WORK REQUEST: Return the run of lines below that opens with the line containing "sample | <point>223,249</point>" and closes with the line containing "sample | <point>392,287</point>", keeping each one exact.

MATERIAL FOR THIS EXERCISE:
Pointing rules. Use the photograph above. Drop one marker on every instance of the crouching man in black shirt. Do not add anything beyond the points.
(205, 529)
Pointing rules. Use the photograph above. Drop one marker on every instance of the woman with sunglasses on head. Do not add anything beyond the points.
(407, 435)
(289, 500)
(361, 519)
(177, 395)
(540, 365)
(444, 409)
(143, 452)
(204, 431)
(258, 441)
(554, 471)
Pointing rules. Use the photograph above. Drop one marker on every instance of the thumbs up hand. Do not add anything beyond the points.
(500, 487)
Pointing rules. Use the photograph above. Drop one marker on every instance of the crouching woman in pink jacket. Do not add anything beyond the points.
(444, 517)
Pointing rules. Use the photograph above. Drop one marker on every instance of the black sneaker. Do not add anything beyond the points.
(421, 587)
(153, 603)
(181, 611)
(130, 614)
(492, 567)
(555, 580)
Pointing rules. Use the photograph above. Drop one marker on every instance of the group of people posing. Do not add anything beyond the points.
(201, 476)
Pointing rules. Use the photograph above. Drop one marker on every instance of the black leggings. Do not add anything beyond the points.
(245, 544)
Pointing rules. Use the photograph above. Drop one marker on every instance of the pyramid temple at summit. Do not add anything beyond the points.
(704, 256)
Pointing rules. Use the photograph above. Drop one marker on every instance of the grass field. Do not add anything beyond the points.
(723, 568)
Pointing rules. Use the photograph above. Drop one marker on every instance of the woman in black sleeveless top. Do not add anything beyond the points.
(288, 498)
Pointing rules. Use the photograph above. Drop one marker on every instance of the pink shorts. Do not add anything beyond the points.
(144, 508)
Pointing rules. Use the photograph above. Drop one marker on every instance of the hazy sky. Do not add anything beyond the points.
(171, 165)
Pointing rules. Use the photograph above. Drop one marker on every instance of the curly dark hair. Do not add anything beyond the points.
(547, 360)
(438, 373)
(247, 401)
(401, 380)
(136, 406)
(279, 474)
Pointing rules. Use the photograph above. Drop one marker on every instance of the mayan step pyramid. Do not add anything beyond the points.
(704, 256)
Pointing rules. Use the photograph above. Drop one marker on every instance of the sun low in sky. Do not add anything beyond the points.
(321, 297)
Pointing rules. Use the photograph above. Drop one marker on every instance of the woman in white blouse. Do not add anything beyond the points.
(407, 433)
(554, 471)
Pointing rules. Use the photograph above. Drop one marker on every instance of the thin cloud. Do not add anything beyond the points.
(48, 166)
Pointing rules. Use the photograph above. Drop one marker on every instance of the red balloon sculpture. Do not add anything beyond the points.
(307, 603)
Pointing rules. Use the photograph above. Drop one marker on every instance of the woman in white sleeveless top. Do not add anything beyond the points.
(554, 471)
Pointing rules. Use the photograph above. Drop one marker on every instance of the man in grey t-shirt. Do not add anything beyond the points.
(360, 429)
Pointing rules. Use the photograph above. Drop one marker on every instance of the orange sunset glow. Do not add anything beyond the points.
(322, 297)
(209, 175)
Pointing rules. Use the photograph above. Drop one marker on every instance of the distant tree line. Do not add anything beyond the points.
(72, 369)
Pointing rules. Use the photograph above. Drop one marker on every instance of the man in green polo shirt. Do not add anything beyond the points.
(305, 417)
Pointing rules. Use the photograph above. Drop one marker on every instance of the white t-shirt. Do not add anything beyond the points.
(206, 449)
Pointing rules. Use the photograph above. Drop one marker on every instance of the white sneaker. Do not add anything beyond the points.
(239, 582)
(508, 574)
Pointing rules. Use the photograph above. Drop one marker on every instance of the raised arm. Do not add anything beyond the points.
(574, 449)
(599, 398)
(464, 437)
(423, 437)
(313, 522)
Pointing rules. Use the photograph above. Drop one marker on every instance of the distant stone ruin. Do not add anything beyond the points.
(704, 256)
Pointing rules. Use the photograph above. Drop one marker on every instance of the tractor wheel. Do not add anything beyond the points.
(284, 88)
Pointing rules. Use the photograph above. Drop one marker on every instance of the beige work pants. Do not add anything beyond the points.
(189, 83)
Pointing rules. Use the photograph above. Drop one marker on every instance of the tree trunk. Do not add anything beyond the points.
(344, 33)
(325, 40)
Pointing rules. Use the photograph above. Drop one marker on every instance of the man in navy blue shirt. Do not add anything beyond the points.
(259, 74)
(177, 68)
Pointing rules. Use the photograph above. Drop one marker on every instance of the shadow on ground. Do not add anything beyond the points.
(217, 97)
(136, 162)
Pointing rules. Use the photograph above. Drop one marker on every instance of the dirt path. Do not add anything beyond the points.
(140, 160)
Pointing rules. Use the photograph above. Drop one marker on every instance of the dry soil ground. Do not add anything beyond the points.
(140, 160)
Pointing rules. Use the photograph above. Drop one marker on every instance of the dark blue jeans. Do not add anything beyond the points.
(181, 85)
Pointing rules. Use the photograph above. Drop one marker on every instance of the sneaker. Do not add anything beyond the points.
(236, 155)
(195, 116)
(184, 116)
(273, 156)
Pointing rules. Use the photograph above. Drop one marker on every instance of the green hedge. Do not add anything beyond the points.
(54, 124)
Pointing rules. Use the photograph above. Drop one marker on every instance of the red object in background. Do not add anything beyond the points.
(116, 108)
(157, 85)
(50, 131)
...
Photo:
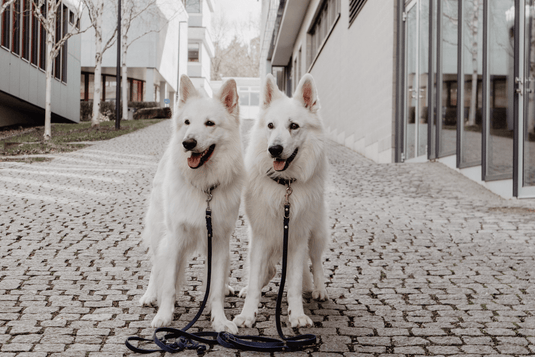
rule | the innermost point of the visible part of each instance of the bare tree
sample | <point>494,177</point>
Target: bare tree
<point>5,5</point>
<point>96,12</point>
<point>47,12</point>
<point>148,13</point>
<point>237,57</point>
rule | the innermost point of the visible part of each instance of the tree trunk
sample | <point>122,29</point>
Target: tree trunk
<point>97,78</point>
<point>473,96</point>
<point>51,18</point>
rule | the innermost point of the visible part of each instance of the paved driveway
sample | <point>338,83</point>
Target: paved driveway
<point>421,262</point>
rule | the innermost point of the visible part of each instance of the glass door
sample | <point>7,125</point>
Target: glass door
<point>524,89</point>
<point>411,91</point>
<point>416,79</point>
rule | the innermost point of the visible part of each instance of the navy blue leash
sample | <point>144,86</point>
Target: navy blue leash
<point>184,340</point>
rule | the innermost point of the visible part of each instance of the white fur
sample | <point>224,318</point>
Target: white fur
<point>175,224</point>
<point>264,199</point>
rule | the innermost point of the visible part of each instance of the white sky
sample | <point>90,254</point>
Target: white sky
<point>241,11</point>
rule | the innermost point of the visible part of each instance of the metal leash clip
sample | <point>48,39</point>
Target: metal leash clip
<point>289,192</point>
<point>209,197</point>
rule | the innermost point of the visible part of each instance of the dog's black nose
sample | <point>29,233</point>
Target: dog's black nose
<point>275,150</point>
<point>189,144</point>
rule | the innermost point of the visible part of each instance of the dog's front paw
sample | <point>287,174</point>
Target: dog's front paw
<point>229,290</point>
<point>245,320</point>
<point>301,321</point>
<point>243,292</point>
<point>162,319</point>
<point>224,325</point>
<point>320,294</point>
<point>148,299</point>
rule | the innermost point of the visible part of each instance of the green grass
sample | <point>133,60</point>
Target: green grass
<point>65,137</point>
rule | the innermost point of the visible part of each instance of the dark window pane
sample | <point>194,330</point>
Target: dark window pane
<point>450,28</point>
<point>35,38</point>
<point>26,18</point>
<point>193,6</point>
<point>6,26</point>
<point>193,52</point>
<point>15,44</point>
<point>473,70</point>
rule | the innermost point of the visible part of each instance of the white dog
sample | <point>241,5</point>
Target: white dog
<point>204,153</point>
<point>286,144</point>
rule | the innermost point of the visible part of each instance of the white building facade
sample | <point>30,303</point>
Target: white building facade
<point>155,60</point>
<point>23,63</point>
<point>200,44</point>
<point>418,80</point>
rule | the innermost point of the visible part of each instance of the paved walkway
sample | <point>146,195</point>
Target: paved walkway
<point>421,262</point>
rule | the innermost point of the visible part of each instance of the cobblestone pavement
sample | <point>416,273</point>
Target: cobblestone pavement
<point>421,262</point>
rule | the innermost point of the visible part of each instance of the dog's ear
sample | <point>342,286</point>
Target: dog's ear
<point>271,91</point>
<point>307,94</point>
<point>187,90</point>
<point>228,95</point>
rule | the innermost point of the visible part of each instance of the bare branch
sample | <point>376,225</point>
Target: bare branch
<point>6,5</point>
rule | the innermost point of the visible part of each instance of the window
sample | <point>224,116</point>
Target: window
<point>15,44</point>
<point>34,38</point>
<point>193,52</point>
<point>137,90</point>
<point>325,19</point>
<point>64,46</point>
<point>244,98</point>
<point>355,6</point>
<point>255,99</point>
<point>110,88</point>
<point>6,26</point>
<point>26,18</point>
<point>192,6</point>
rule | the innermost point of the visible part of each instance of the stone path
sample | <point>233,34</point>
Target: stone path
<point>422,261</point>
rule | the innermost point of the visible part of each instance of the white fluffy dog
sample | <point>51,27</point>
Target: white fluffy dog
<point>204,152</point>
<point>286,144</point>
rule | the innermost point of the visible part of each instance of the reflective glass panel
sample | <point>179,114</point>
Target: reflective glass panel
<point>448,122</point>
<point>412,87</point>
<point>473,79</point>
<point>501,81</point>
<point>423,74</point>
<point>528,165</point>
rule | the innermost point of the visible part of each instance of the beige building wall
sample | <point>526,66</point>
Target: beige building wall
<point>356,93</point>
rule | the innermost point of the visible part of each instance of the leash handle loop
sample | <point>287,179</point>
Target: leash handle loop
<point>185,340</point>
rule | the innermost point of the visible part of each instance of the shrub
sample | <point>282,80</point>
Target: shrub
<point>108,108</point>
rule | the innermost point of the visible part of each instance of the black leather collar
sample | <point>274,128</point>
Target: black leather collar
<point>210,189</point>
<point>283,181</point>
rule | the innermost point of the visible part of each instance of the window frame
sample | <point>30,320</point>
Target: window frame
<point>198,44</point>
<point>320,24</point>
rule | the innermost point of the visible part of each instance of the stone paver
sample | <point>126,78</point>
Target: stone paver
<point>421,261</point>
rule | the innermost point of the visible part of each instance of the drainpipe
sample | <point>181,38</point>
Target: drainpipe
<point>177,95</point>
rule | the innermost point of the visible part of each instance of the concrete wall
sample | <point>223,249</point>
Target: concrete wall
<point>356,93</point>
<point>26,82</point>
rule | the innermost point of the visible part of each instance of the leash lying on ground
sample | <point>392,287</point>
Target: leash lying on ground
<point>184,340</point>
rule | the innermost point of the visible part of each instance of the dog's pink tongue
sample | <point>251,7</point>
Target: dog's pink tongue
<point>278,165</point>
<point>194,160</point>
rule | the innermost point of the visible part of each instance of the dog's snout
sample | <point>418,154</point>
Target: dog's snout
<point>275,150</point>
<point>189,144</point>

THE COMPLETED TASK:
sample | <point>223,249</point>
Target: concrete wall
<point>356,93</point>
<point>26,82</point>
rule | the innermost point of the visible part of each instance of the leash lying on ground
sample | <point>392,287</point>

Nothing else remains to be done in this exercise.